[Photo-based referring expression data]
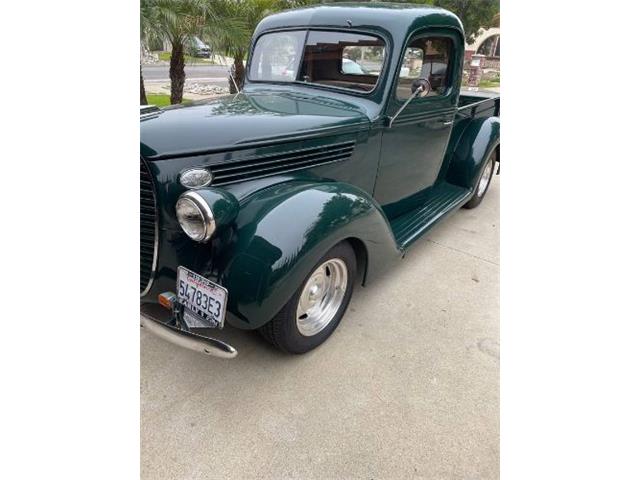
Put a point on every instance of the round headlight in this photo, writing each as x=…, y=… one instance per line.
x=196, y=178
x=195, y=217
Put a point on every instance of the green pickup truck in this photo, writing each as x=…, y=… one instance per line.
x=349, y=141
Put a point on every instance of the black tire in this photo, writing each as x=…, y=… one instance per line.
x=282, y=331
x=478, y=195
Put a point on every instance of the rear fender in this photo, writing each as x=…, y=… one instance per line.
x=281, y=233
x=478, y=141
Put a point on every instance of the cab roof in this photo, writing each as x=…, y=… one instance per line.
x=399, y=19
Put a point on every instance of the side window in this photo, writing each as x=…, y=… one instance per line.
x=428, y=58
x=362, y=60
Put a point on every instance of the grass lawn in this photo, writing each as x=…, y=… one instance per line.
x=161, y=99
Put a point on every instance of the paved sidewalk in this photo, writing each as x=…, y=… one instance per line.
x=407, y=386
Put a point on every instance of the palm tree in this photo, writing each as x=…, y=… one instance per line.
x=177, y=21
x=241, y=18
x=146, y=31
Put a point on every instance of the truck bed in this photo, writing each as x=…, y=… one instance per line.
x=478, y=104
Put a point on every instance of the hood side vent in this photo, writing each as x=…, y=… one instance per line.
x=263, y=166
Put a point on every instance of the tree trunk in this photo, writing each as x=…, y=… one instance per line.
x=238, y=74
x=176, y=72
x=143, y=94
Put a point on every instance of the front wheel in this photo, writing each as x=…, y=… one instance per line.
x=483, y=183
x=315, y=310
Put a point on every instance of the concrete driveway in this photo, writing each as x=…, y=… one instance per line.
x=406, y=387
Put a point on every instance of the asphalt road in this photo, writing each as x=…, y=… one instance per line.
x=407, y=386
x=160, y=73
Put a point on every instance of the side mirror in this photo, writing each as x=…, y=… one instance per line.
x=421, y=84
x=419, y=88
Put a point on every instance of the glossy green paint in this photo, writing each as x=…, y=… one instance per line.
x=272, y=230
x=281, y=234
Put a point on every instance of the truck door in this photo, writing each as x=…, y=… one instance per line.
x=413, y=147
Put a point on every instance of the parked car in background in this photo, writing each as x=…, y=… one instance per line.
x=352, y=68
x=262, y=210
x=197, y=48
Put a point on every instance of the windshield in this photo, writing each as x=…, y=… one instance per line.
x=337, y=59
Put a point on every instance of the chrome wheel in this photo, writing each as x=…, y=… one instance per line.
x=486, y=176
x=321, y=297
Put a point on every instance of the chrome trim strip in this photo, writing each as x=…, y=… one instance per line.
x=188, y=340
x=475, y=104
x=156, y=235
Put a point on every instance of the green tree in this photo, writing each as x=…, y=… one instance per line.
x=146, y=31
x=177, y=21
x=240, y=20
x=474, y=14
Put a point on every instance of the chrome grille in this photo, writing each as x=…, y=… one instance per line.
x=148, y=229
x=266, y=165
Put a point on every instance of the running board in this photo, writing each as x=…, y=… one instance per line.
x=442, y=200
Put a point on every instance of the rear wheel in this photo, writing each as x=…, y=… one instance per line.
x=483, y=183
x=317, y=307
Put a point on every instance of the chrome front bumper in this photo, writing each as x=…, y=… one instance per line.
x=186, y=338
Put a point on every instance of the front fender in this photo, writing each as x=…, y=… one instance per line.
x=281, y=233
x=478, y=140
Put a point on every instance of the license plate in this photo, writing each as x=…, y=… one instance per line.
x=205, y=303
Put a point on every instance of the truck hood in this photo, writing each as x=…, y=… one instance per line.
x=243, y=120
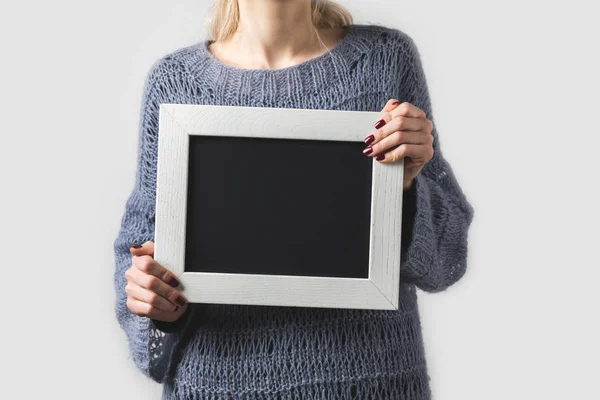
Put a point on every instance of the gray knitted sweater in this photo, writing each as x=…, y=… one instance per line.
x=220, y=351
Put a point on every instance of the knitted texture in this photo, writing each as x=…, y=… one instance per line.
x=267, y=352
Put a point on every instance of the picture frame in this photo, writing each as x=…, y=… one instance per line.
x=178, y=123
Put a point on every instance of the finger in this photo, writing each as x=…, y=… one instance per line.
x=390, y=105
x=395, y=108
x=144, y=248
x=151, y=282
x=154, y=299
x=142, y=309
x=399, y=123
x=418, y=153
x=407, y=109
x=386, y=115
x=148, y=265
x=395, y=139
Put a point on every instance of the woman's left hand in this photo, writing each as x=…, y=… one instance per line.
x=402, y=131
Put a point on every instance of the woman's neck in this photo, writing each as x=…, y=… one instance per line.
x=274, y=34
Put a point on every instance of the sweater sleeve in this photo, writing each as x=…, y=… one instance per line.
x=435, y=251
x=150, y=347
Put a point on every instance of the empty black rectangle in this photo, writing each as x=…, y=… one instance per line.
x=278, y=206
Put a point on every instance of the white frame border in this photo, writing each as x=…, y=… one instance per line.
x=178, y=121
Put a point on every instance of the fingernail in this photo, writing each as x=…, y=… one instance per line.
x=180, y=300
x=173, y=282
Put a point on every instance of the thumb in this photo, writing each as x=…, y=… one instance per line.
x=146, y=248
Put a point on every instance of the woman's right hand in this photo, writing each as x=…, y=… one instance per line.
x=151, y=288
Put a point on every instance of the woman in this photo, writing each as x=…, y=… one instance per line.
x=294, y=54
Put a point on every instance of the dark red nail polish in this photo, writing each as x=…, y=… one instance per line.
x=173, y=282
x=180, y=300
x=369, y=139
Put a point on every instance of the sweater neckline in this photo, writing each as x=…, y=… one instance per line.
x=337, y=52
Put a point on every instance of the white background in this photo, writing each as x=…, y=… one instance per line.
x=515, y=88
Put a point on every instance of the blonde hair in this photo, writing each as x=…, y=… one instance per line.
x=226, y=14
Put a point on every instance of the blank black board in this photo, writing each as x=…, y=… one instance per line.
x=278, y=206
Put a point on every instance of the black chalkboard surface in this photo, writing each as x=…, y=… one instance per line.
x=278, y=206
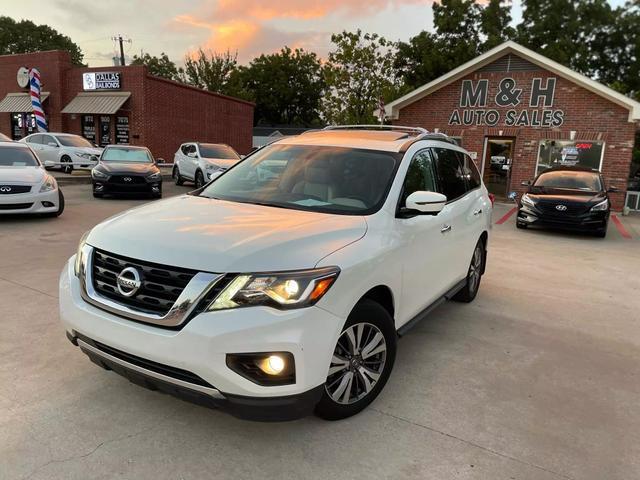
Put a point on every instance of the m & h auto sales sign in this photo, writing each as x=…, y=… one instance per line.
x=538, y=111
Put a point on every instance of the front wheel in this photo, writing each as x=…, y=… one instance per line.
x=361, y=363
x=474, y=275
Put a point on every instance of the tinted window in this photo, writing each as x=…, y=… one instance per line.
x=450, y=174
x=568, y=180
x=470, y=171
x=315, y=178
x=222, y=152
x=420, y=176
x=17, y=157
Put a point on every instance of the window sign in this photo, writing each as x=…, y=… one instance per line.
x=569, y=153
x=105, y=130
x=89, y=128
x=101, y=80
x=122, y=130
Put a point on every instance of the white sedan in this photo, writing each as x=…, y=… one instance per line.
x=63, y=149
x=25, y=186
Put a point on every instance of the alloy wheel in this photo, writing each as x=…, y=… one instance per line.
x=357, y=363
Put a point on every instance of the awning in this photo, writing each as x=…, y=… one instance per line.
x=19, y=102
x=105, y=103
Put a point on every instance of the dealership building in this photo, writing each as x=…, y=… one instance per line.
x=119, y=105
x=519, y=113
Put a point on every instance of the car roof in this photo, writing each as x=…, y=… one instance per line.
x=385, y=138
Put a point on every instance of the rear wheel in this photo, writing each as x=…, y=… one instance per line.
x=361, y=363
x=474, y=275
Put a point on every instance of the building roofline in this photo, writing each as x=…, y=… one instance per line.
x=393, y=108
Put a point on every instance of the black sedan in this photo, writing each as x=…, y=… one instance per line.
x=123, y=170
x=567, y=198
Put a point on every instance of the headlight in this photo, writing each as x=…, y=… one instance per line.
x=601, y=207
x=49, y=184
x=78, y=264
x=526, y=200
x=279, y=290
x=99, y=174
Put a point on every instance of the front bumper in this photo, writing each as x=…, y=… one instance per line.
x=200, y=348
x=585, y=222
x=31, y=202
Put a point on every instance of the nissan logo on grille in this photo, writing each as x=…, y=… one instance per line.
x=129, y=282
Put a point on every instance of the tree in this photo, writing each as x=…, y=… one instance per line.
x=27, y=37
x=358, y=72
x=287, y=87
x=159, y=66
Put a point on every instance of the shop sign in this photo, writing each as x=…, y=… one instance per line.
x=101, y=80
x=122, y=130
x=474, y=107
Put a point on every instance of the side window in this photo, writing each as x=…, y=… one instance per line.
x=450, y=175
x=471, y=173
x=420, y=176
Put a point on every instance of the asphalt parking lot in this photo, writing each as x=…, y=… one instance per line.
x=537, y=379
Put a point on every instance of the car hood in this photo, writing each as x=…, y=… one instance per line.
x=127, y=167
x=220, y=236
x=22, y=175
x=221, y=162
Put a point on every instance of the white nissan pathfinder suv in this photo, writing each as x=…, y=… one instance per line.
x=274, y=296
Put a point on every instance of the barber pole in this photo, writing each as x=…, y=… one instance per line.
x=34, y=83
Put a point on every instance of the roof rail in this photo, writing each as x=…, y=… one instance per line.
x=398, y=128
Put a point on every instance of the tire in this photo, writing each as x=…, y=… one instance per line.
x=199, y=181
x=66, y=168
x=474, y=275
x=177, y=178
x=349, y=387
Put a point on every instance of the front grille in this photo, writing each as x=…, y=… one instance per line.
x=156, y=367
x=161, y=285
x=15, y=206
x=120, y=179
x=11, y=189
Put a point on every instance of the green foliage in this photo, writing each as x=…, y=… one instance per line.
x=287, y=87
x=160, y=66
x=27, y=37
x=358, y=72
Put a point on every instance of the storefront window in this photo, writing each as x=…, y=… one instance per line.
x=568, y=153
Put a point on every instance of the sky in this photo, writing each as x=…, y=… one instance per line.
x=250, y=27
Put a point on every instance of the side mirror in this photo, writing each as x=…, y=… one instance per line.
x=426, y=202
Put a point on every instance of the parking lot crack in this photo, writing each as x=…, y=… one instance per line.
x=472, y=444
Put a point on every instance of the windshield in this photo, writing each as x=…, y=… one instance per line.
x=73, y=141
x=568, y=180
x=124, y=154
x=316, y=178
x=17, y=157
x=223, y=152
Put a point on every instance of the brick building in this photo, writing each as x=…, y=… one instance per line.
x=518, y=113
x=119, y=105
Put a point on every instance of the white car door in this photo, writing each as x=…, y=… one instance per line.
x=427, y=249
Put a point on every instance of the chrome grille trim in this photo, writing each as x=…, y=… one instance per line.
x=187, y=301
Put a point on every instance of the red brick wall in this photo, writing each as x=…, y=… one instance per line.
x=591, y=116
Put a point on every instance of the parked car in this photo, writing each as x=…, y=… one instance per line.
x=202, y=162
x=124, y=169
x=568, y=198
x=63, y=150
x=277, y=297
x=25, y=186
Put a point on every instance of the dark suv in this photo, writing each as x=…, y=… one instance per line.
x=567, y=198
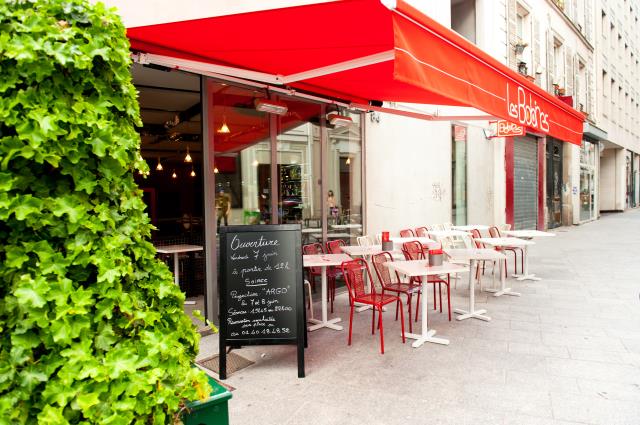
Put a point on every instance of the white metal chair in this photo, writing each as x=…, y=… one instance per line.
x=364, y=240
x=308, y=285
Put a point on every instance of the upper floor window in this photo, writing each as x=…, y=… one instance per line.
x=463, y=18
x=558, y=63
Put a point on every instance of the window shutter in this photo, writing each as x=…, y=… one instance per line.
x=590, y=108
x=537, y=51
x=568, y=69
x=588, y=20
x=512, y=34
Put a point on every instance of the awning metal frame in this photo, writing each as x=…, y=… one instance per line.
x=277, y=83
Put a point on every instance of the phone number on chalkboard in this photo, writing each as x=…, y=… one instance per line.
x=268, y=331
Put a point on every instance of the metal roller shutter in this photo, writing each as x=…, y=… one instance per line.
x=525, y=183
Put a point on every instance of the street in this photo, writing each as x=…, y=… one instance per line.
x=567, y=351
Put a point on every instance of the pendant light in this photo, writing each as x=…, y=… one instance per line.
x=224, y=128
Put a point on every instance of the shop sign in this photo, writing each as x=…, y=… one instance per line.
x=459, y=133
x=525, y=109
x=505, y=128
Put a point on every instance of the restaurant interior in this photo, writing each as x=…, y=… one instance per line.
x=257, y=137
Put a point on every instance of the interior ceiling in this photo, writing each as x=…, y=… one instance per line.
x=170, y=107
x=163, y=97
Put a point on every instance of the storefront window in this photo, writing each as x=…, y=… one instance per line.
x=242, y=156
x=345, y=179
x=171, y=143
x=587, y=180
x=459, y=175
x=299, y=168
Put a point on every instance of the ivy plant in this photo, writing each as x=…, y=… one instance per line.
x=92, y=328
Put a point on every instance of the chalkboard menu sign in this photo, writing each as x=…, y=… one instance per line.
x=261, y=288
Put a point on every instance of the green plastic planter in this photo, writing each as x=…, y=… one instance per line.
x=213, y=411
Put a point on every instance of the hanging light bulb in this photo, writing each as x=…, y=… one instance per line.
x=224, y=128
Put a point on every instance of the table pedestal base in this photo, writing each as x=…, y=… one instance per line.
x=422, y=338
x=503, y=291
x=319, y=324
x=365, y=307
x=526, y=277
x=476, y=314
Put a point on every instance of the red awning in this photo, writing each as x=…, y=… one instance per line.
x=359, y=51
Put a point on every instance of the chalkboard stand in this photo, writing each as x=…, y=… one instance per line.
x=290, y=250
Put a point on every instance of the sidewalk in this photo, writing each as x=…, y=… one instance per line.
x=567, y=351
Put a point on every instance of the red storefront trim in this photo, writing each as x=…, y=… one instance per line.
x=508, y=166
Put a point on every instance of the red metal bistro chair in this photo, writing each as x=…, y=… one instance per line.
x=312, y=272
x=495, y=233
x=407, y=233
x=353, y=272
x=422, y=232
x=413, y=251
x=389, y=284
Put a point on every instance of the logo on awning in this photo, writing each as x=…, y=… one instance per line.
x=526, y=111
x=503, y=128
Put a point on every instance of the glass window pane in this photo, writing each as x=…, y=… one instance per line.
x=299, y=167
x=242, y=156
x=459, y=175
x=344, y=179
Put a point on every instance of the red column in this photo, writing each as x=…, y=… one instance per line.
x=508, y=164
x=542, y=171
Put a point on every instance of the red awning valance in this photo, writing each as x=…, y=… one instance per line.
x=359, y=51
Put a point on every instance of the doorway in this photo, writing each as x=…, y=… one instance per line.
x=554, y=183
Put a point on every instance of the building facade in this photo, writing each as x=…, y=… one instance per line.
x=617, y=80
x=382, y=172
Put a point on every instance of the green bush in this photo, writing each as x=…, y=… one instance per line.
x=92, y=328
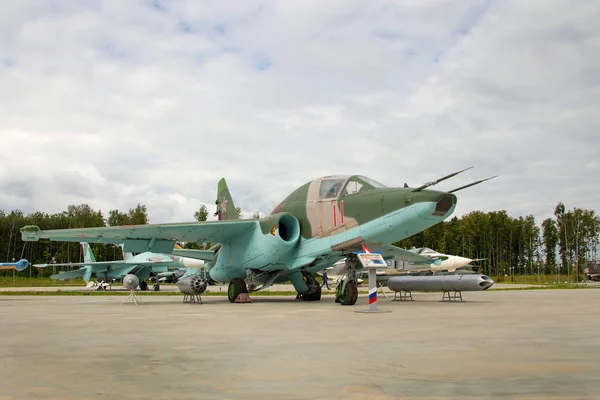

> **WHAT IS EXPECTED**: Each line from the one containing "Put a point on every instance of the building facade" through the last line of the entries above should be duplicated exactly, both included; leave out pictures and add nothing.

> **RESPONSE AREA**:
Put a point on every instance of the building facade in this photo, writing each as x=…, y=… one instance per line.
x=617, y=80
x=382, y=172
Put a point on every instance of the green bush in this photo, writing each as x=…, y=… one instance per line.
x=92, y=328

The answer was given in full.